(Excerpts from a dataset)
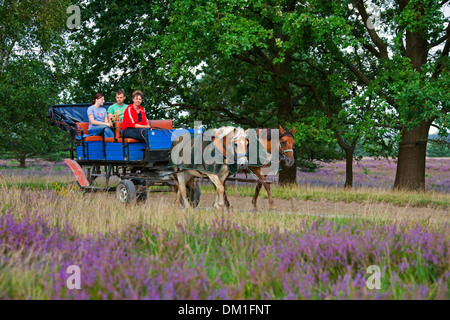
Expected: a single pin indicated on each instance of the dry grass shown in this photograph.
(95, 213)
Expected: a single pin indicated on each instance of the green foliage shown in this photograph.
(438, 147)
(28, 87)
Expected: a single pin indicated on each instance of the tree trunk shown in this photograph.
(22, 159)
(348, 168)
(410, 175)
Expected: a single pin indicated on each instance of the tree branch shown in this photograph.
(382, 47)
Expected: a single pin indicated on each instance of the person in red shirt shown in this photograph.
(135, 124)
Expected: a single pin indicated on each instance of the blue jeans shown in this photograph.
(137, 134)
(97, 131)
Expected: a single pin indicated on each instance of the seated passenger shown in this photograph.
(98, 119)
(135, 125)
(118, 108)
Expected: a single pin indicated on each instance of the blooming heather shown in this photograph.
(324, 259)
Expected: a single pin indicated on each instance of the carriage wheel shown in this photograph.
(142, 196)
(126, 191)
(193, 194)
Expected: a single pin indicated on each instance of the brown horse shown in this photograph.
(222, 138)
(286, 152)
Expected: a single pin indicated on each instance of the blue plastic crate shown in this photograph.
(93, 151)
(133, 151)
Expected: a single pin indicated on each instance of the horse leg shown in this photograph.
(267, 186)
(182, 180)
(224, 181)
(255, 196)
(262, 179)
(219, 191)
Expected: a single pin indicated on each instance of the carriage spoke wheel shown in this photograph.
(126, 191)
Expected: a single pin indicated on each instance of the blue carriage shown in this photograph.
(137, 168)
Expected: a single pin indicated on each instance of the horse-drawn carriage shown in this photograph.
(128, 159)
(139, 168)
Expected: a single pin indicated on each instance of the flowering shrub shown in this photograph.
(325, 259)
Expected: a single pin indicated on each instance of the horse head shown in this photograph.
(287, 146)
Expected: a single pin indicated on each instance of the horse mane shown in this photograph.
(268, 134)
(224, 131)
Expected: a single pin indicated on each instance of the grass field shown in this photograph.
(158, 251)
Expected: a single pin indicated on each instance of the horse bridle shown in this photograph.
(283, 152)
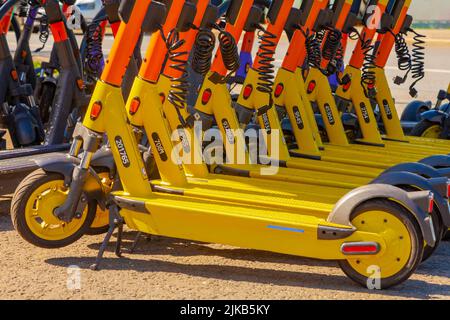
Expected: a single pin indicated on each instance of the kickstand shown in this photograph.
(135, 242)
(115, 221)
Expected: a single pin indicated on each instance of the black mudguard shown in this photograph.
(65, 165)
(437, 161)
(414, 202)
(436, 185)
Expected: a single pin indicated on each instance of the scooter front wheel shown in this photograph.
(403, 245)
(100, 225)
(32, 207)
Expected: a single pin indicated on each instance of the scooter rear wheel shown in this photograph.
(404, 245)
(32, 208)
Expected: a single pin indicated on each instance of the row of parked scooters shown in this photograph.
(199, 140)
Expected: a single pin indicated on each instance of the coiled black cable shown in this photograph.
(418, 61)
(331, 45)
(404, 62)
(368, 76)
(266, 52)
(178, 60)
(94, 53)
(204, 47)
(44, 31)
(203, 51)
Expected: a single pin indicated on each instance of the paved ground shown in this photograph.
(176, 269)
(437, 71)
==
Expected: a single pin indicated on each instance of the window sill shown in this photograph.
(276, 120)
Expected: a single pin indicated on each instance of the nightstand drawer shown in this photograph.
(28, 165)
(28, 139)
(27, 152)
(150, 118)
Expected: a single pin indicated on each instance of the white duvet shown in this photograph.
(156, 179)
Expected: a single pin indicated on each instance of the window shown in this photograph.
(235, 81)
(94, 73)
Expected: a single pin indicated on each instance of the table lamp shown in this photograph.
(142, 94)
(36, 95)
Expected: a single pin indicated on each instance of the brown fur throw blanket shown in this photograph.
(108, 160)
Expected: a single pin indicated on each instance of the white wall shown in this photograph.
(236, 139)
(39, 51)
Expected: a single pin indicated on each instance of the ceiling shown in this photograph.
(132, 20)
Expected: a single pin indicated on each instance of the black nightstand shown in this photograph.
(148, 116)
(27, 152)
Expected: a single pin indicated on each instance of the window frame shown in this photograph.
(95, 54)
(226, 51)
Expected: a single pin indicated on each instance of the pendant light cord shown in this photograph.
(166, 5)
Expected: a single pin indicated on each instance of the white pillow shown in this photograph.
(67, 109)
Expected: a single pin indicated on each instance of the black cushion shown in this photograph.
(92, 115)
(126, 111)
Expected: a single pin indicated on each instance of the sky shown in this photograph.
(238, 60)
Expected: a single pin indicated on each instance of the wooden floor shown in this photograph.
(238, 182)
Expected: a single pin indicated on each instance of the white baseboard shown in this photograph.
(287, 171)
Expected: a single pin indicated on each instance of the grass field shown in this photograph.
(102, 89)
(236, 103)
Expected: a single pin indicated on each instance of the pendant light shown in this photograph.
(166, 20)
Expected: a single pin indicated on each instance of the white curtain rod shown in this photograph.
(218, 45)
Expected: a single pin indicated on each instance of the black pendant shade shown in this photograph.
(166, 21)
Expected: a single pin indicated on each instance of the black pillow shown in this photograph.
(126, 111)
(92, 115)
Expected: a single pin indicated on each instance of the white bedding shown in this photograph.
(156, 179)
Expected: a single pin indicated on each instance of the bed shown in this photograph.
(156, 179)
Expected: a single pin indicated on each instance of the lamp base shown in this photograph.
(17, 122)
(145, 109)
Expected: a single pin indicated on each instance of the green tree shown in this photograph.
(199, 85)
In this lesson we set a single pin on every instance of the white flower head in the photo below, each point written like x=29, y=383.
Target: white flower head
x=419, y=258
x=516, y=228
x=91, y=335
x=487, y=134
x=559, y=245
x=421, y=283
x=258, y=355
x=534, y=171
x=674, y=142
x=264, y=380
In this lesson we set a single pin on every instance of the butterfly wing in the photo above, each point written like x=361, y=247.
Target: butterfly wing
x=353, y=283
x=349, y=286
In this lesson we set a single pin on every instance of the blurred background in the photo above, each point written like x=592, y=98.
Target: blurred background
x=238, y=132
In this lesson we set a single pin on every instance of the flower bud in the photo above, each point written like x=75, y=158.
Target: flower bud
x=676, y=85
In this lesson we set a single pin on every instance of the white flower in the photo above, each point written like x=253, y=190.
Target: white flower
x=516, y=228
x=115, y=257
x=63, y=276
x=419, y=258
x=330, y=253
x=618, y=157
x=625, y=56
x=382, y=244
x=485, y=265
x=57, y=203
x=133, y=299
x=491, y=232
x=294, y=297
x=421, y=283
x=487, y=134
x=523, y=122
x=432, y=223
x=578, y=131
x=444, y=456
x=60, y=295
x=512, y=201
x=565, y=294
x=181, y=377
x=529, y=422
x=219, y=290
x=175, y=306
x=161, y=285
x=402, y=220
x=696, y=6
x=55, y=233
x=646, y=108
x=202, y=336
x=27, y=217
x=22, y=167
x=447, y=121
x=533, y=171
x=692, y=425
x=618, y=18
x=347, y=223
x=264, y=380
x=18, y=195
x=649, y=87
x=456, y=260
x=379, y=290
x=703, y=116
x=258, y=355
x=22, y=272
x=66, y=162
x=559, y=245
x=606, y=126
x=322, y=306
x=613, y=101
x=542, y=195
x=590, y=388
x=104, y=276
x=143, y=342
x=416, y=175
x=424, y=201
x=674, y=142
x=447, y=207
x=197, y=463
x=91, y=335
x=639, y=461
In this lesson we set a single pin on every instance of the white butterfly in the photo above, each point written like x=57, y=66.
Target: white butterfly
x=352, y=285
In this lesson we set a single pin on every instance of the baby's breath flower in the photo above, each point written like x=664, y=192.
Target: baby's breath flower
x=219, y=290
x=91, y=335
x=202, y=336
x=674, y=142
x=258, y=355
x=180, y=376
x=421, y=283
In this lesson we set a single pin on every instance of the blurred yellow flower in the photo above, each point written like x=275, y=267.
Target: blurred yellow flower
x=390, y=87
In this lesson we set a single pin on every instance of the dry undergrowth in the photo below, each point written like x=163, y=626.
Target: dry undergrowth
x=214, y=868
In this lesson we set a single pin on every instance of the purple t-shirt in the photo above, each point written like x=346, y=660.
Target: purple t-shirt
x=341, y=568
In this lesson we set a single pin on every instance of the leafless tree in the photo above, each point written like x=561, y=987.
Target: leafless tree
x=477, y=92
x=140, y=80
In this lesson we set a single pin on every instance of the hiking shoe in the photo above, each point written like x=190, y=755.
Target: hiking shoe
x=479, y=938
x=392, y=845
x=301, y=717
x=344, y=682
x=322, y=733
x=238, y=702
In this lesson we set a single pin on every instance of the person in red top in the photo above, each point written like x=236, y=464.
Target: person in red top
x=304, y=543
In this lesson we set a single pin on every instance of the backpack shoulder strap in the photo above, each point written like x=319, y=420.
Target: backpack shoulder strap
---
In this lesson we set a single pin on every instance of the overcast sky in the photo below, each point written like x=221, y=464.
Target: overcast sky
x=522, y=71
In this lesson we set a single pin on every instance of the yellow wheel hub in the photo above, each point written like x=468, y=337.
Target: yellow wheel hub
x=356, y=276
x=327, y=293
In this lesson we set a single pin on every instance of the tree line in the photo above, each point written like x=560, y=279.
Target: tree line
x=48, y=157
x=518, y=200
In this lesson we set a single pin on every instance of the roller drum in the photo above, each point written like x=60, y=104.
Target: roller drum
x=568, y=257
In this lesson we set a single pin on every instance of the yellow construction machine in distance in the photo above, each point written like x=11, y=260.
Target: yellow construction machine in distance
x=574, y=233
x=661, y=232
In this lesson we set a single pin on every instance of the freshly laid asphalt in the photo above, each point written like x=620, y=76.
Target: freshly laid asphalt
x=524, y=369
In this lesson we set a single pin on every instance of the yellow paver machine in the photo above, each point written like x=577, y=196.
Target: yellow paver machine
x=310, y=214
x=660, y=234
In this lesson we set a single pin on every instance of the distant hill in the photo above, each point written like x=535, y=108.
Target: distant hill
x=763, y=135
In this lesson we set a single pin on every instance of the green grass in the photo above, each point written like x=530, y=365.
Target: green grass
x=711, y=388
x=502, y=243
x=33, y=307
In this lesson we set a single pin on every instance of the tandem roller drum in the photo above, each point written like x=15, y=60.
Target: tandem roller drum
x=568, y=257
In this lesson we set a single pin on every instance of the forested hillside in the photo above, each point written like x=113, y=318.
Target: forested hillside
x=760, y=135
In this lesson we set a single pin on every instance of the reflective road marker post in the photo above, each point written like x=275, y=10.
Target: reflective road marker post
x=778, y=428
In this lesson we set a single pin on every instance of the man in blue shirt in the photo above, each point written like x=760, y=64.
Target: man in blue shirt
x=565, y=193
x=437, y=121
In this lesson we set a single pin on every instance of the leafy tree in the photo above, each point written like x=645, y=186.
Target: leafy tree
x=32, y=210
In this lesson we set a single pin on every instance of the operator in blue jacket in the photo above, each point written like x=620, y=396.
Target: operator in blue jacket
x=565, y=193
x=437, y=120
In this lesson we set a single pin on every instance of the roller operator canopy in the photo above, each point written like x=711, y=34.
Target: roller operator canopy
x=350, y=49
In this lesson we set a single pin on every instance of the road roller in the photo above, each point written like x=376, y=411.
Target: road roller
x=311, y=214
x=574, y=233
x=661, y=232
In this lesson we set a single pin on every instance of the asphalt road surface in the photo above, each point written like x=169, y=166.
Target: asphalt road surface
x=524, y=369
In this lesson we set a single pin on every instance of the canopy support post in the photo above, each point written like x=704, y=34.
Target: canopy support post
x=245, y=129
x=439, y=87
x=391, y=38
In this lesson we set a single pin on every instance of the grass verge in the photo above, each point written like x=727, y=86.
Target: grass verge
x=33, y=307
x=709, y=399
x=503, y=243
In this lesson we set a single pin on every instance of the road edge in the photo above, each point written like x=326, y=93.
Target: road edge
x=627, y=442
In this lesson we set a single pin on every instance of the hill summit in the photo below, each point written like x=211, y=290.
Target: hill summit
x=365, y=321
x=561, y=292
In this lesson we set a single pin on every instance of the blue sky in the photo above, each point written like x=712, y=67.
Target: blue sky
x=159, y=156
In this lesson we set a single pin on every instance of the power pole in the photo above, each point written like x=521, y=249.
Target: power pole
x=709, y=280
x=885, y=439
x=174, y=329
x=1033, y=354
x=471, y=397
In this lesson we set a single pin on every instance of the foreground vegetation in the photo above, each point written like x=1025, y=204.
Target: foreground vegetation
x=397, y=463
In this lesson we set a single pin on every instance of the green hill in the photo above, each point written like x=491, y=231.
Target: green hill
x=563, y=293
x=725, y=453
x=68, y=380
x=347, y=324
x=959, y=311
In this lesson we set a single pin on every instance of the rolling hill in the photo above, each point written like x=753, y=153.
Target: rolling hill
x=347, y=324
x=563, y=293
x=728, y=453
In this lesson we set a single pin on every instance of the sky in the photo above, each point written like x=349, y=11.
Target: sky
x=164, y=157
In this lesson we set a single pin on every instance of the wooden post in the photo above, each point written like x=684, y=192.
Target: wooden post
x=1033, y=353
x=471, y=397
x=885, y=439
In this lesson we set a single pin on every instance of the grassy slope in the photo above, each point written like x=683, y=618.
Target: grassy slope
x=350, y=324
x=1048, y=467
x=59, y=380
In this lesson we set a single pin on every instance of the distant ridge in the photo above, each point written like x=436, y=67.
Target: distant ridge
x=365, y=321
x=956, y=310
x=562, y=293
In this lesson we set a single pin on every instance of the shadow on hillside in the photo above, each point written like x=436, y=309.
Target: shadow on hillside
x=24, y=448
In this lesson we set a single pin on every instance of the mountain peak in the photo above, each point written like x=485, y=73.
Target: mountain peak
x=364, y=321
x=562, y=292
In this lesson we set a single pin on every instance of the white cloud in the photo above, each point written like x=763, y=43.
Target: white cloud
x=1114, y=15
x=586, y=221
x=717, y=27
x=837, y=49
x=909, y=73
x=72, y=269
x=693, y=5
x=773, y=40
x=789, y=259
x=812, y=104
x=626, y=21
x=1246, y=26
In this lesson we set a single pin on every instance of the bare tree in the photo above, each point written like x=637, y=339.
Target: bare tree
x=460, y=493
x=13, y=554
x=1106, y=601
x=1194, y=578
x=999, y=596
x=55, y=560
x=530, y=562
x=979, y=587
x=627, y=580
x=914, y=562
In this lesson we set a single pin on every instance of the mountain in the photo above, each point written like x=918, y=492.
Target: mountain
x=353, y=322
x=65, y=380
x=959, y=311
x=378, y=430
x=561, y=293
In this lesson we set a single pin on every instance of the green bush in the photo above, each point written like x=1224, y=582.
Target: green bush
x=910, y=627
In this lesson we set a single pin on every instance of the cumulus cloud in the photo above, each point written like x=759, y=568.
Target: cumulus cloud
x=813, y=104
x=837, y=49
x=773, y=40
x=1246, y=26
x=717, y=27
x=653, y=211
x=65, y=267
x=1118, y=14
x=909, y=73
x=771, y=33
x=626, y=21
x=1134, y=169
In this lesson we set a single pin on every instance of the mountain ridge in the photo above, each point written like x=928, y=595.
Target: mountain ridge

WHAT TO DO: Which lines above include the word "strap"? Return each one.

SOLVED EXERCISE:
In this lesson we set a single pin on every instance of the backpack shoulder strap in the photo above, each point written like x=319, y=420.
Target: backpack shoulder strap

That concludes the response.